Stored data
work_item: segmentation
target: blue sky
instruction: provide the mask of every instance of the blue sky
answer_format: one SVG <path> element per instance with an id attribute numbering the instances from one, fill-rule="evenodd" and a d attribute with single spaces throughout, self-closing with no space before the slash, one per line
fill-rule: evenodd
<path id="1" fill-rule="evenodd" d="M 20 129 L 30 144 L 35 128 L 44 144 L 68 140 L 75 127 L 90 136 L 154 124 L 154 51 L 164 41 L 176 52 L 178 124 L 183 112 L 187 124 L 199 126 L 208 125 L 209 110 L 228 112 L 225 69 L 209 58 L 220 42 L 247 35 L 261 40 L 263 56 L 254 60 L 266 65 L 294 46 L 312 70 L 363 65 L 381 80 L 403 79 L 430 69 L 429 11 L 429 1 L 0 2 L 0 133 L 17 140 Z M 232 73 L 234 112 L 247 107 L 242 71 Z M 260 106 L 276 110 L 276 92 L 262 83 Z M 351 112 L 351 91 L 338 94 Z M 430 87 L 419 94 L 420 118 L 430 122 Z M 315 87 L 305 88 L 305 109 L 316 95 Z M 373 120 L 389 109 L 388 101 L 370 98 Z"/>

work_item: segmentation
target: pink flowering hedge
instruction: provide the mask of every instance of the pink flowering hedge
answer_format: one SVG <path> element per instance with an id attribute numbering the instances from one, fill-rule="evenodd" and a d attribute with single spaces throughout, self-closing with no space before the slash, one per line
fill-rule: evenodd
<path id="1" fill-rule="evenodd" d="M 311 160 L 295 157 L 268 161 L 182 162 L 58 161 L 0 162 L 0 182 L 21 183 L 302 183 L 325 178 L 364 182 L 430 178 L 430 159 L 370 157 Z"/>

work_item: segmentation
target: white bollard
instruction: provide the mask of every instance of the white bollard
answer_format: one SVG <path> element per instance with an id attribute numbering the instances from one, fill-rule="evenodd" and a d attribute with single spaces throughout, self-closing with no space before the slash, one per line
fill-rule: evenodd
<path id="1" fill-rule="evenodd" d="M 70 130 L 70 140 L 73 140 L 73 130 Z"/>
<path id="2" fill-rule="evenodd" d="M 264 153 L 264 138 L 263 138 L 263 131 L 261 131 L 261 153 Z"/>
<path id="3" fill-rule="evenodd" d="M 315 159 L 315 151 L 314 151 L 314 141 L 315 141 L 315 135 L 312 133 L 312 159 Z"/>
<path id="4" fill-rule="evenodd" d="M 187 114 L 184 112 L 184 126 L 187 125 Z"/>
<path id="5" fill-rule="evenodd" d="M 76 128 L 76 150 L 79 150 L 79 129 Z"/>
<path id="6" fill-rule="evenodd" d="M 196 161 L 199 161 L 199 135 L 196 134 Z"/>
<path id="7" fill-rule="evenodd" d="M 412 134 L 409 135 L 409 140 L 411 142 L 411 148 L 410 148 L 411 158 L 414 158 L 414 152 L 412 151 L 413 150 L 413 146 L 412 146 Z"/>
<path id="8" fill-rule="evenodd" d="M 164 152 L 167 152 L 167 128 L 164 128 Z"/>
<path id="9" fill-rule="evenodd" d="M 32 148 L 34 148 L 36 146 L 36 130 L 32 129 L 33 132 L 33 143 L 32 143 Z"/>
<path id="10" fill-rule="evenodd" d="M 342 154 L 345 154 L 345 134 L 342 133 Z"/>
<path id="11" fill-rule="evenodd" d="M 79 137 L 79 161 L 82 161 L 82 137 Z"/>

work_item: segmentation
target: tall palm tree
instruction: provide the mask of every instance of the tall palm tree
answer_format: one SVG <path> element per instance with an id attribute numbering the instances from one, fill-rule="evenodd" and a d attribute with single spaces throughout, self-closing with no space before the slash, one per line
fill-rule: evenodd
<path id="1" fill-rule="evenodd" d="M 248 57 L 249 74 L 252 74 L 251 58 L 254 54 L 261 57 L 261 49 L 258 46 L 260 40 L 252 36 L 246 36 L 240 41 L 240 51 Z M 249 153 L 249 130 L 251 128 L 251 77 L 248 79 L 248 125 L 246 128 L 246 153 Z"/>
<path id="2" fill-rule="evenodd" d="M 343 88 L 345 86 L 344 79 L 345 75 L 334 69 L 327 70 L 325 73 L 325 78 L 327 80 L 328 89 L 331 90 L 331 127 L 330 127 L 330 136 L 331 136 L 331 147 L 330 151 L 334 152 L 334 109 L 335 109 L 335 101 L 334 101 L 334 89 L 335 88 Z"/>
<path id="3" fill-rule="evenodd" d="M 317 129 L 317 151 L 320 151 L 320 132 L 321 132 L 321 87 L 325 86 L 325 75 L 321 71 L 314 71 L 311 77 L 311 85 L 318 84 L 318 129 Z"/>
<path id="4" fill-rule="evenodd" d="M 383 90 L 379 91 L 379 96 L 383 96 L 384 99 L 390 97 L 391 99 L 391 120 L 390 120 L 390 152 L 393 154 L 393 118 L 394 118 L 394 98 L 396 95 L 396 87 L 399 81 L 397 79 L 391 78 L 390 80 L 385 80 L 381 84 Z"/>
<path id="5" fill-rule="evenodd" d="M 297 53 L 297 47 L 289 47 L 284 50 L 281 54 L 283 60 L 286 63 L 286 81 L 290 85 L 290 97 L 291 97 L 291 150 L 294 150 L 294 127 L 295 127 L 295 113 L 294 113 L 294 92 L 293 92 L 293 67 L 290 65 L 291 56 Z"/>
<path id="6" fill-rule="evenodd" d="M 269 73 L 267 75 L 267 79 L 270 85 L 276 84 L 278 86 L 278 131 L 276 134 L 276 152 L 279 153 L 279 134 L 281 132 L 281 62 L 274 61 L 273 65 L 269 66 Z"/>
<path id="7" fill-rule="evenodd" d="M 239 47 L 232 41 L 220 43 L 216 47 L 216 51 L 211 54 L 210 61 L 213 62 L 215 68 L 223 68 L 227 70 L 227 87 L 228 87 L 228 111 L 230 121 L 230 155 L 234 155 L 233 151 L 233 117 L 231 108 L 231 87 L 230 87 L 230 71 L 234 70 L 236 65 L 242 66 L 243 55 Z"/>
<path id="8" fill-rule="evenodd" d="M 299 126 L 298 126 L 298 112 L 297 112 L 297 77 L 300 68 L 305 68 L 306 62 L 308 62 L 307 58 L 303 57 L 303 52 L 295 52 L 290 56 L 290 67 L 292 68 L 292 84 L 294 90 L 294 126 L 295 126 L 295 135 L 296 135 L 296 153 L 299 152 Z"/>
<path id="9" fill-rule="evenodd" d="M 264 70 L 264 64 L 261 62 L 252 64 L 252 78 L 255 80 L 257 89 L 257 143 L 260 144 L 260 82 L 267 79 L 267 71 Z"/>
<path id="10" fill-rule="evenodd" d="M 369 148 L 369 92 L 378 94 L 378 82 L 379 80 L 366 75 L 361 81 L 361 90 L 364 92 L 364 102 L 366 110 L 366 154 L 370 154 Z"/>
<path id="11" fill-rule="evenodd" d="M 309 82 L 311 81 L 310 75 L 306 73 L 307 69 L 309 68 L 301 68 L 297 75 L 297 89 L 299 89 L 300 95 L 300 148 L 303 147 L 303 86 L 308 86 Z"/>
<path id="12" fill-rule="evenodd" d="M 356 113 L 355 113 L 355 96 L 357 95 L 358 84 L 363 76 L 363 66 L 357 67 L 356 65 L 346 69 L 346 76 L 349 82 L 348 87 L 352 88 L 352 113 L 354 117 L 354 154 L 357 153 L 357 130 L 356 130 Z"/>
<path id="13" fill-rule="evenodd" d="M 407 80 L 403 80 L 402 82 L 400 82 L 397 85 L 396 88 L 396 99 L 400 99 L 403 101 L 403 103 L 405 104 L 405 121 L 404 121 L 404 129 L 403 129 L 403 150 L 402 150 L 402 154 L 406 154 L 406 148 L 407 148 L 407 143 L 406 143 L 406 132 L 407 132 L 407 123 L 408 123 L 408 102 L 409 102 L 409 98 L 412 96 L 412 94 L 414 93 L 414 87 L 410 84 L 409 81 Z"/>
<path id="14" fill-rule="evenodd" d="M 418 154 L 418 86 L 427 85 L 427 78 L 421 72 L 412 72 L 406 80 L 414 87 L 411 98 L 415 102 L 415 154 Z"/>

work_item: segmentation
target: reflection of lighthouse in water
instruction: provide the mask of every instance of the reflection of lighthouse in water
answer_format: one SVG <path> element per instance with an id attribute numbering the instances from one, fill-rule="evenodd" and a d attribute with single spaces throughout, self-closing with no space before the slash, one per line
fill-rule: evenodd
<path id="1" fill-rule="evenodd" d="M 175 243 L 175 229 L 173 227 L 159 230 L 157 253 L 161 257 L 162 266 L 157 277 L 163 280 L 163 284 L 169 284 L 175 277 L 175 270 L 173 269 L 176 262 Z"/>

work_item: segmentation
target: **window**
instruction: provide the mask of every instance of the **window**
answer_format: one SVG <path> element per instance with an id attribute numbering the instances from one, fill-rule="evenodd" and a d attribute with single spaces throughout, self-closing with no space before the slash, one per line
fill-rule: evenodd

## [Your task]
Copy out every line in the entries above that holds "tree".

## [Response to the exercise]
target: tall palm tree
instruction: provide the mask of every instance of the tall palm tree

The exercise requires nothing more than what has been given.